Ci sono reparti o specializzazioni mediche particolarmente sotto accusa?

“Non secondo il nostro osservatorio. La casistica che arriva nel nostro ufficio è variegata: succede davvero di tutto. Inoltre constatiamo anche che non tutti i malati lesi si rivolgono a noi, molti bypassano la nostra associazione e chiedono direttamente la consulenza di un legale”.

Come vi muovete davanti alle varie segnalazioni?

“La maggior parte delle persone che si rivolge a noi – sottolinea Spaggiari – necessita di sentirsi accolta, ascoltata. Il nostro compito è quindi innanzitutto quello di prestare attenzione e trovare la soluzione più consona alle necessità di chi abbiamo di fronte. Spesso, per accorciare i tempi, chiediamo, ad esempio, colloqui coi primari dei reparti affinché il malato, in nostra presenza, possa ottenere le risposte di cui ha bisogno e, solitamente, l’appuntamento si conclude positivamente con delle scuse o una stretta di mano”. “Altre volte – gli fa eco Giullari – di fronte a problematiche più complesse, o qualora non si raggiunga un’intesa tra le parti, ci facciamo portavoce delle istanze dei malati, scrivendo lettere alla direzione sanitaria (il nostro interlocutore privilegiato è l’Ufficio Relazioni Pubbliche) per ottenere delle risposte. Insomma il nostro obiettivo è quello di avvicinare le parti, facendo loro parlare una lingua comune. Purtroppo vi sono anche casi in cui i malati hanno riportato un danno quantificabile (dalla perdita di funzionalità sino alla morte): in quel caso i pazienti potranno avvalersi di un medico legale scelto eventualmente tra quelli che noi indichiamo, che procede con una perizia e, sulla base di quella, potranno poi rivolgersi a un legale, di cui possiamo fornire alcuni  nominativi,  per ottenere un risarcimento del danno subito”.

■ **Compiti da svolgere**
1. Rispondi a queste domande sull'intervista relativa alle segnalazioni dei malati.
(a) Che cosa fanno molti malati lesi che non si rivolgono all'associazione?
(b) Con chi l'associazione chiede spesso dei colloqui per accorciare i tempi?
(c) Quale ufficio è l'interlocutore privilegiato dell'associazione presso la direzione sanitaria?
2. Fornisci un seguito all'intervista sulle segnalazioni dei malati, partendo subito dopo l'ultima frase riportata.
Le righe riportate più avanti non hanno alcun legame con l'intervista.

■ **Materiale di studio**
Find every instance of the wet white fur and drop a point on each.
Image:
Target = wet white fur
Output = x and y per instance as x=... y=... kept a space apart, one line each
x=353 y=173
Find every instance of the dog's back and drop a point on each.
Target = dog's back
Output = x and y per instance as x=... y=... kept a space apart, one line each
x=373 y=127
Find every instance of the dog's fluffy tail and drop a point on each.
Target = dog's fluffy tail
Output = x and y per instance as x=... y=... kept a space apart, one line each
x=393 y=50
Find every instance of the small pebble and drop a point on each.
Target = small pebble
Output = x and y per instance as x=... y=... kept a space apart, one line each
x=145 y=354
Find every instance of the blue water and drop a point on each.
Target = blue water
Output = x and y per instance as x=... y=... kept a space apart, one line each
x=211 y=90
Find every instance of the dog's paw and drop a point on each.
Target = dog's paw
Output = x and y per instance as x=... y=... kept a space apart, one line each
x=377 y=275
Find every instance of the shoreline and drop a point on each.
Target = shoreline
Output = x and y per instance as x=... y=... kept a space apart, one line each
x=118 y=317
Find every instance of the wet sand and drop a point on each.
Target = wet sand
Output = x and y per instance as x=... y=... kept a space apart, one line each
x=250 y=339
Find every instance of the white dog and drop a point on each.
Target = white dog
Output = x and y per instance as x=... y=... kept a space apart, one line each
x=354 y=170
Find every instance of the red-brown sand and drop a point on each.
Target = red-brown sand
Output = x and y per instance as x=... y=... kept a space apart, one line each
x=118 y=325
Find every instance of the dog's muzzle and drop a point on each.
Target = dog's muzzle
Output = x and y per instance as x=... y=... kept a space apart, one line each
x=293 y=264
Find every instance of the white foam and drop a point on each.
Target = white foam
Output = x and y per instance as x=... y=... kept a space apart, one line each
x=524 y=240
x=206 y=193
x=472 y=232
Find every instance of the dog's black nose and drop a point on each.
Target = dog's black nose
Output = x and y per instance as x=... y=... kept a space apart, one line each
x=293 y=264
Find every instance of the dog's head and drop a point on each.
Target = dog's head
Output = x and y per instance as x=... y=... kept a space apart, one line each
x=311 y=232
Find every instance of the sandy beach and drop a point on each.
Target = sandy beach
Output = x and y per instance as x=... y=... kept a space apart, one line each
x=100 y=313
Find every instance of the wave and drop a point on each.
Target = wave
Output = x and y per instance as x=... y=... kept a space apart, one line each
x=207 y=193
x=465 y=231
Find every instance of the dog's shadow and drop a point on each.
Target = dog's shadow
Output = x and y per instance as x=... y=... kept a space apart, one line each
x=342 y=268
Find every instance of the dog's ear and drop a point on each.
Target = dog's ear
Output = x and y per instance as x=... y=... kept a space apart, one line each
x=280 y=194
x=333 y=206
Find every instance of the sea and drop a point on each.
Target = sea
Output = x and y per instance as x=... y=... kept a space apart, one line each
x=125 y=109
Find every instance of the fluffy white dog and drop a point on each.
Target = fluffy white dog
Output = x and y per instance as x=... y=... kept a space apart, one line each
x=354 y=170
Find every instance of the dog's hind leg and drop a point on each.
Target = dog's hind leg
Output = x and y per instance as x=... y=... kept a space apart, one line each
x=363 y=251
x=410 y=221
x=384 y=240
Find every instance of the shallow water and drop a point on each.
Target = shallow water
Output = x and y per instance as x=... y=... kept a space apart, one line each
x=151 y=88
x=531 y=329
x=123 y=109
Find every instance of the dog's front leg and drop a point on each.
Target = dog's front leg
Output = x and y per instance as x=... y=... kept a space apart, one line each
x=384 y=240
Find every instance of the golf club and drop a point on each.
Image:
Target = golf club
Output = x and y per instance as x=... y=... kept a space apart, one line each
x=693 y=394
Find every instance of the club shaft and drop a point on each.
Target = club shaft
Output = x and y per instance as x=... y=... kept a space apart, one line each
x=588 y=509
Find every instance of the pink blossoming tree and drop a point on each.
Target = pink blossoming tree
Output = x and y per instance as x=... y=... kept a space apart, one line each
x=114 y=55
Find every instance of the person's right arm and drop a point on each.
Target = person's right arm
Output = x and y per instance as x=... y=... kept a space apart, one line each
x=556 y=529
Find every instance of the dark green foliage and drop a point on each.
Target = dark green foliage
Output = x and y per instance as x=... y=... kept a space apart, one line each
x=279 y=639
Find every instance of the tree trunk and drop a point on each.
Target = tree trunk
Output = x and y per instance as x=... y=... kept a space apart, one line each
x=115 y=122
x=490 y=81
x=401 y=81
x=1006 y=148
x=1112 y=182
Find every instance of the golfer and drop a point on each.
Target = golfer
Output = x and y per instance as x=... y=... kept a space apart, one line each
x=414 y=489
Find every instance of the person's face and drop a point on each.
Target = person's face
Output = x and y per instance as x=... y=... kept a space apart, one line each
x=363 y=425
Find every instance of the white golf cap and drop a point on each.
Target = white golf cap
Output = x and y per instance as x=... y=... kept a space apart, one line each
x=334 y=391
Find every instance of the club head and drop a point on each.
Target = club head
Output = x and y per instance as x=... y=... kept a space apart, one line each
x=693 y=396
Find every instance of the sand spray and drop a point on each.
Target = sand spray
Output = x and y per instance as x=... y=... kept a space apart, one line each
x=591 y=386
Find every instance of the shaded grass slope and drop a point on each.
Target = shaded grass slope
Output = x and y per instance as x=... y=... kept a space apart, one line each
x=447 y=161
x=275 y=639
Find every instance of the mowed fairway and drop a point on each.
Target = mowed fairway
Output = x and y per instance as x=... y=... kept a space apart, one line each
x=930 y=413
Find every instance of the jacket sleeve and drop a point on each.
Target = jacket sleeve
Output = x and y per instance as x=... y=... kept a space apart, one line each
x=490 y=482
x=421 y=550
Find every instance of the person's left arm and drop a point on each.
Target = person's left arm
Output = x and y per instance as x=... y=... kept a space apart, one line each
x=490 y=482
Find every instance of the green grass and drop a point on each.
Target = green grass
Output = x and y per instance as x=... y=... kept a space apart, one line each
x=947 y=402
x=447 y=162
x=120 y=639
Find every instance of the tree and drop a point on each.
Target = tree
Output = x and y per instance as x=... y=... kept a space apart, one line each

■ **Risultati**
1.
(a) Chiedono direttamente la consulenza di un legale.
(b) Con i primari dei reparti.
(c) L'Ufficio Relazioni Pubbliche.

2.
“Vogliamo spezzare – commenta il vicepresidente – quei meccanismi di sudditanza che ancor oggi regolano i rapporti tra malati e camici bianchi. 

I pazienti non devono nutrire alcun timore nel chiedere che il diritto alla cura sia loro garantito al meglio ma, allo stesso tempo, facciamo di tutto affinché non si scivoli nella pericolosa trappola della medicina difensiva. Siamo liberi di ascoltare tutti e non abbiamo connivenze di nessuna sorta né con la struttura ospedaliera né con gli avvocati. Il nostro desiderio è quello di tutelare i malati e dare degli input positivi all’azienda”.

Ad esempio?

“Da tempo – spiega Giullari – abbiamo sollecitato la direzione a migliorare la segnaletica all’interno del nosocomio. E, ancora, per garantire il giusto comfort e la doverosa privacy abbiamo chiesto di spostare l’attuale sala d’attesa della Radiologia (che di fatto attualmente  è un corridoio) dove oggi sorge anche la Mammografia, uno spazio più riparato e certamente più consono. 

Essendo poi presenti all’interno del Comitato Consultivo Misto (che riunisce personale medico e amministrativo dell’Ausl e una componente della società civile) cerchiamo di far sentire la nostra voce affinché i progetti messi in campo abbiano una ricaduta socio-sanitaria rispondente ai bisogni reali della cittadinanza”.

Lo scorso anno quanti casi si sono tradotti in una richiesta di risarcimento?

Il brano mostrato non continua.